**What you will do:** Pick out each line in the entries below that contains the word "glass", and copy those lines in full.

**Task data:**
>>
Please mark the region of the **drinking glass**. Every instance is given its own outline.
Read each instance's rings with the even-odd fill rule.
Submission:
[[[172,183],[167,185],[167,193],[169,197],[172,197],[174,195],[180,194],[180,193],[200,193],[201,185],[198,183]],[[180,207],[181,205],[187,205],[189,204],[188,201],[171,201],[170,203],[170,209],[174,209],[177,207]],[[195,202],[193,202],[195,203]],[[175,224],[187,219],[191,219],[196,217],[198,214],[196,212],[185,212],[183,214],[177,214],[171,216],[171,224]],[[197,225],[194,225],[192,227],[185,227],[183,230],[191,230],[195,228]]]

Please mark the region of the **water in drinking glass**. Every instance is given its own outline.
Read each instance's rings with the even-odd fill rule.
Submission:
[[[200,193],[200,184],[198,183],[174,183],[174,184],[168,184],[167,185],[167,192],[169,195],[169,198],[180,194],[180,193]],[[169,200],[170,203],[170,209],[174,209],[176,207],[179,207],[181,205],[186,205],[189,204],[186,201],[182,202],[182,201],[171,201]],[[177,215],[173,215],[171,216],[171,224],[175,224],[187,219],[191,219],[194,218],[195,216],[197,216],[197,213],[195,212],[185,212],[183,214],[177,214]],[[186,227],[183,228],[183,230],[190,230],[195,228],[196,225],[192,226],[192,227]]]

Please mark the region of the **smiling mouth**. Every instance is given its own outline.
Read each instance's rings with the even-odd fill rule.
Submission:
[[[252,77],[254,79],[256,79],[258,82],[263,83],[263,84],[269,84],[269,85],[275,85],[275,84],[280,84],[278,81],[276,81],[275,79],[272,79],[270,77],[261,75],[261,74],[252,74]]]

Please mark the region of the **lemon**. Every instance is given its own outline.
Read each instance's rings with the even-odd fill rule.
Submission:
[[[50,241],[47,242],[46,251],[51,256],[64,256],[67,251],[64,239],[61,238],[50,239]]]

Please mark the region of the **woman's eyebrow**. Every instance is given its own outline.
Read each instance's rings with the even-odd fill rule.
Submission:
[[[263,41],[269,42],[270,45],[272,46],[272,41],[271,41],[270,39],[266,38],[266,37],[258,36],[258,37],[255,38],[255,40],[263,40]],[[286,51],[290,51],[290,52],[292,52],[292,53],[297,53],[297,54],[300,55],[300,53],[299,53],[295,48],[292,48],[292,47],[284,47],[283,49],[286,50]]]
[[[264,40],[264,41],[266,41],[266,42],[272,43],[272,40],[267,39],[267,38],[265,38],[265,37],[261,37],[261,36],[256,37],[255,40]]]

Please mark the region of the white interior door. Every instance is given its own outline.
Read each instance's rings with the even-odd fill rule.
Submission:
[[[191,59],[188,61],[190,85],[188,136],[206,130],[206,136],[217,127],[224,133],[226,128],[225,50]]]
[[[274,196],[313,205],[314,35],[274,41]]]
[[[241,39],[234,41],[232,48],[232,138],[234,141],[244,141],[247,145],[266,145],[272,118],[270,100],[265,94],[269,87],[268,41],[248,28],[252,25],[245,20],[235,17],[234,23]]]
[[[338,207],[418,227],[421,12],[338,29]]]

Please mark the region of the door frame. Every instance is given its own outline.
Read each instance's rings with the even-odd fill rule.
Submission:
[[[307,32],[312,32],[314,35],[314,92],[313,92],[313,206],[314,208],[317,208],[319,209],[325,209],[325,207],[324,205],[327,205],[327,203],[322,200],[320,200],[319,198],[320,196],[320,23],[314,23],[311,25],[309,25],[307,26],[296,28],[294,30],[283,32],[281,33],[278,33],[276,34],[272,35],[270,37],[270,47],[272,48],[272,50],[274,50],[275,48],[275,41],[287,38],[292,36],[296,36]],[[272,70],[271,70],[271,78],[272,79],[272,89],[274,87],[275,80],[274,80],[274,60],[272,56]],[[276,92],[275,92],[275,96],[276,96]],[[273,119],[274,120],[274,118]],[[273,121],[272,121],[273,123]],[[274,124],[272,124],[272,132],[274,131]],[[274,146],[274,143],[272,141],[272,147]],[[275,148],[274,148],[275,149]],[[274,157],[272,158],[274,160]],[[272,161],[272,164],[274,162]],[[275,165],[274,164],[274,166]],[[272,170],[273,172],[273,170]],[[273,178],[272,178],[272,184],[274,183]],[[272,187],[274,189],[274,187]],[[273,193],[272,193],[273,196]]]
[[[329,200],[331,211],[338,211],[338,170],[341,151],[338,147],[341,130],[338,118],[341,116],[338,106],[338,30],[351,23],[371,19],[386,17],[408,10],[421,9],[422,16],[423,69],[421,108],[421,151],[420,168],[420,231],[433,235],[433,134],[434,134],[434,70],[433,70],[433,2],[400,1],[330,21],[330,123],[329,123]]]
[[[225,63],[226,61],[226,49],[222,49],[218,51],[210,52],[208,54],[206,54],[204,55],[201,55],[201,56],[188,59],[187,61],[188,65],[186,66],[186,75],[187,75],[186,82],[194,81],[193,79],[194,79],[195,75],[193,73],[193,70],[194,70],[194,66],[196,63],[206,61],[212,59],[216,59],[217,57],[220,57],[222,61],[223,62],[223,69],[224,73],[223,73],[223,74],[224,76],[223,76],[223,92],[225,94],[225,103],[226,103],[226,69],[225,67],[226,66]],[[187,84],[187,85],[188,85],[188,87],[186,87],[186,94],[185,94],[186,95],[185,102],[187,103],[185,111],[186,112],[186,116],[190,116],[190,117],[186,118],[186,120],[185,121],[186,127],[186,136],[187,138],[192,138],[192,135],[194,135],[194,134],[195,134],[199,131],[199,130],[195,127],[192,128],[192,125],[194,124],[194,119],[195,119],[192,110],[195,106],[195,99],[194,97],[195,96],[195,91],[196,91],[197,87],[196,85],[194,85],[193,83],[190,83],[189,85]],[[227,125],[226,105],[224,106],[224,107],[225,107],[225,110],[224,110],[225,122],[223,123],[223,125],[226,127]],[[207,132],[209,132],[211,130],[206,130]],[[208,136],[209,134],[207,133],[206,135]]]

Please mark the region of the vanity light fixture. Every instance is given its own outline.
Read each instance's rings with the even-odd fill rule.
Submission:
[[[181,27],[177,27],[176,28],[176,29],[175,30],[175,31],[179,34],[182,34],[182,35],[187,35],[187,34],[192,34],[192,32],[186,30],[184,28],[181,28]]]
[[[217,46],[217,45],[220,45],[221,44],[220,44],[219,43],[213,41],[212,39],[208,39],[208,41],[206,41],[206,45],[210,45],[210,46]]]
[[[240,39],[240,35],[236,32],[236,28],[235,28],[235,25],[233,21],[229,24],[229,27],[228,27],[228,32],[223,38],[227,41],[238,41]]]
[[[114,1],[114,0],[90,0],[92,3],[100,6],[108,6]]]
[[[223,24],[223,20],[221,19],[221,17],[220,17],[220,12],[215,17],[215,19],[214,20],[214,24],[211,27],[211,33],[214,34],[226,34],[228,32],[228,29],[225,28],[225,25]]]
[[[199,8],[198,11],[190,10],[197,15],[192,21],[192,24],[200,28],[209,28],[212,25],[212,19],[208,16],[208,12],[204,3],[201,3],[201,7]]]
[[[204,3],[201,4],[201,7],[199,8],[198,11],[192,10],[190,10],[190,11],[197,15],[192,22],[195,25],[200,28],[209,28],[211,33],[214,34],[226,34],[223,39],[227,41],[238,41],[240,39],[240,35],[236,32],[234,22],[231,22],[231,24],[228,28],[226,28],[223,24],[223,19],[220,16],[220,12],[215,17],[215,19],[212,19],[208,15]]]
<<
**Exercise answer:**
Please mark the region of the **drinking glass**. Every instance is given its own outline.
Please mark the region of the **water in drinking glass**. Every instance is given its own outline.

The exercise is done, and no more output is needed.